Exercise description
Continue the shrimp scampi FAQ, starting right after its last line.

Start Excerpt

Frequently Asked Questions
Can I use frozen shrimp for this recipe?
Yes, frozen shrimp works great. Thaw completely, pat dry very well, and then cook as directed. Excess water is the main reason shrimp fail to sear.
Do I have to use white wine?
No. You can swap wine for seafood stock or chicken broth plus a little extra lemon juice. You still get a bright, flavorful sauce without alcohol.
How do I avoid overcooking shrimp?
Cook shrimp just until pink and opaque, usually 1-2 minutes per side depending on size. Remove them from the pan early and add them back at the end.
What pasta shape can I use instead of linguine?
Spaghetti, fettuccine, or angel hair all work. Linguine is ideal because it holds scampi sauce well, but any long pasta shape is fine.
Can I make shrimp scampi dairy-free?

End Excerpt
Start Dataset rows

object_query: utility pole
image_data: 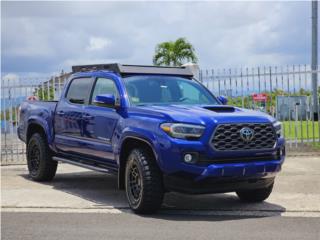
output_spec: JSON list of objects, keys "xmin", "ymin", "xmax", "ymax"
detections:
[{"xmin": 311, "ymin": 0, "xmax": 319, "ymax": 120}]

End Dataset rows
Start Dataset rows

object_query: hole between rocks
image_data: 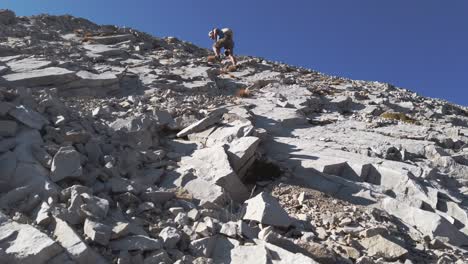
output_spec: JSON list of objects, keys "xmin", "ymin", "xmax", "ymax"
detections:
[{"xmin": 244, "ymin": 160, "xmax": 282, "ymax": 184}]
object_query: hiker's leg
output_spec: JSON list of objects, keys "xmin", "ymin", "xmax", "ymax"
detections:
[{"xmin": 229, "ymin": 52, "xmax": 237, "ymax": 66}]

End Dataset rows

Answer to the problem
You can replace butter with additional olive oil and a small spoon of dairy-free butter for flavor. The sauce will be less rich but still delicious.
Is this recipe spicy?
Not by default. If you want heat, add 1/4 to 1/2 teaspoon red pepper flakes while cooking the garlic.
Can I prep this ahead for meal prep?
You can prep ingredients ahead, but cook the dish fresh for best texture. Shrimp and pasta are both best right after cooking.
How salty should the pasta water be?
A good rule is 1-1 1/2 tablespoons kosher salt for a large pot of water. Properly seasoned pasta water gives the final dish much better flavor.